## Vorliegender Text
★ ★ ★ ★ ★

Im Zuge der Neugestaltung der Verwaltung der Stadt Wien wurde mit dem am 1. Juni 1920 in Kraft getretenen neuen Gemeindestatuts das bisherige Kollegialorgan Stadtrat durch den Stadtsenat (mit amtsführenden und oppositionellen Stadträten) ersetzt. Seit 18. November 1920, dem Tag des Inkrafttretens der Stadtverfassung des neuen Bundeslandes Wien, tagte der Stadtsenat in getrennten Sitzungen auch als Wiener Landesregierung.

Dem Stadtsenat gehören der Bürgermeister und die (mindestens neun) Stadträte an, die vom Gemeinderat gewählt werden; zwei dieser Stadträte werden jeweils gesondert zu Vizebürgermeistern gewählt. Die Mitglieder des Stadtsenats müssen nicht dem Gemeinderat angehören, aber zu ihm wählbar sein. Neu war 1920 die Einrichtung der amtsführenden Stadträte, die vom Gemeinderat als Leiter der einzelnen Geschäftsgruppen eingesetzt werden. Sie führen die Gemeinderatsbeschlüsse durch. Die vom Bürgermeister einberufenen Sitzungen des Stadtsenats, in denen neben den Verwaltungsangelegenheiten besondere Personalfragen erledigt werden, sind nicht öffentlich. Der Stadtsenat bereitet die Tagesordnung der Gemeinderatssitzungen vor, berät im Verein mit dem Finanzausschuss den Budgetvoranschlag und überprüft den Rechnungsabschluss (die Abstimmung darüber erfolgt jedoch getrennt voneinander).

★ ★ ★ ★ ★

## Gegebene Angaben
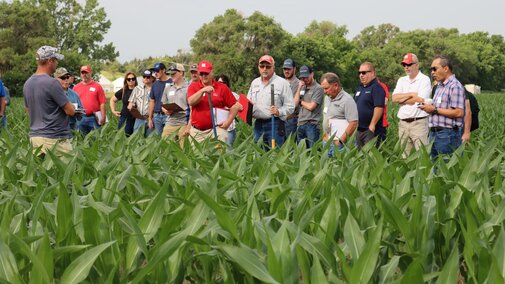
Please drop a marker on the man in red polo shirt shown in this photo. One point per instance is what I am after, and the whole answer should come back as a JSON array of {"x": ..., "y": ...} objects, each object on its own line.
[
  {"x": 93, "y": 100},
  {"x": 221, "y": 97}
]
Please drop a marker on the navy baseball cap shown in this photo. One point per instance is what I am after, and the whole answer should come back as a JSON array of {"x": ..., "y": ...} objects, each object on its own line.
[
  {"x": 158, "y": 66},
  {"x": 305, "y": 71},
  {"x": 289, "y": 63}
]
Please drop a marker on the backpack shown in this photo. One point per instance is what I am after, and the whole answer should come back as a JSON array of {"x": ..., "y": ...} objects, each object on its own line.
[{"x": 474, "y": 107}]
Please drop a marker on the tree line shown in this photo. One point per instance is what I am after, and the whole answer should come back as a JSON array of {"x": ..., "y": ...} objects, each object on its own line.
[{"x": 234, "y": 43}]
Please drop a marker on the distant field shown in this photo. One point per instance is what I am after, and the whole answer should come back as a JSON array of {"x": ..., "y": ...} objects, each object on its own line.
[{"x": 145, "y": 210}]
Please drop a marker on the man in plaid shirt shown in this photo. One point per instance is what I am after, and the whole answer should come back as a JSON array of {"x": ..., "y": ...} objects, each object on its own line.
[{"x": 448, "y": 109}]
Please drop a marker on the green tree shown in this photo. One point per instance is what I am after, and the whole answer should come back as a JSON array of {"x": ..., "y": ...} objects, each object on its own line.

★ ★ ★ ★ ★

## Aufgaben
**A.** Übersetzen Sie aus dem Text über den Wiener Stadtsenat den Satz „Die Mitglieder des Stadtsenats müssen nicht dem Gemeinderat angehören, aber zu ihm wählbar sein.“ ins Englische.
**B.** Stimmen die folgenden Aussagen mit dem Text über den Wiener Stadtsenat überein? Antworten Sie jeweils mit Ja oder Nein und belegen Sie dies mit dem entscheidenden Wortlaut des Textes.
(i) Die Sitzungen des Stadtsenats sind öffentlich.
(ii) Die Stadträte werden vom Gemeinderat gewählt.
(iii) Das neue Gemeindestatut trat am 1. Juni 1920 in Kraft.
**C.** Schreiben Sie aus dem Text über den Wiener Stadtsenat alles von „Im Zuge der“ bis hinunter zu „als Wiener Landesregierung.“ wortgetreu ab.
Die Zeilen spielen hierbei keine Rolle.

## Lösungen
**A.** The members of the city senate do not have to belong to the municipal council, but they must be eligible for election to it.

**B.**
(i) Nein: „sind nicht öffentlich“
(ii) Ja: „die vom Gemeinderat gewählt werden“
(iii) Ja: „mit dem am 1. Juni 1920 in Kraft getretenen neuen Gemeindestatuts“

**C.**
Im Zuge der Neugestaltung der Verwaltung der Stadt Wien wurde mit dem am 1. Juni 1920 in Kraft getretenen neuen Gemeindestatuts das bisherige Kollegialorgan Stadtrat durch den Stadtsenat (mit amtsführenden und oppositionellen Stadträten) ersetzt. Seit 18. November 1920, dem Tag des Inkrafttretens der Stadtverfassung des neuen Bundeslandes Wien, tagte der Stadtsenat in getrennten Sitzungen auch als Wiener Landesregierung.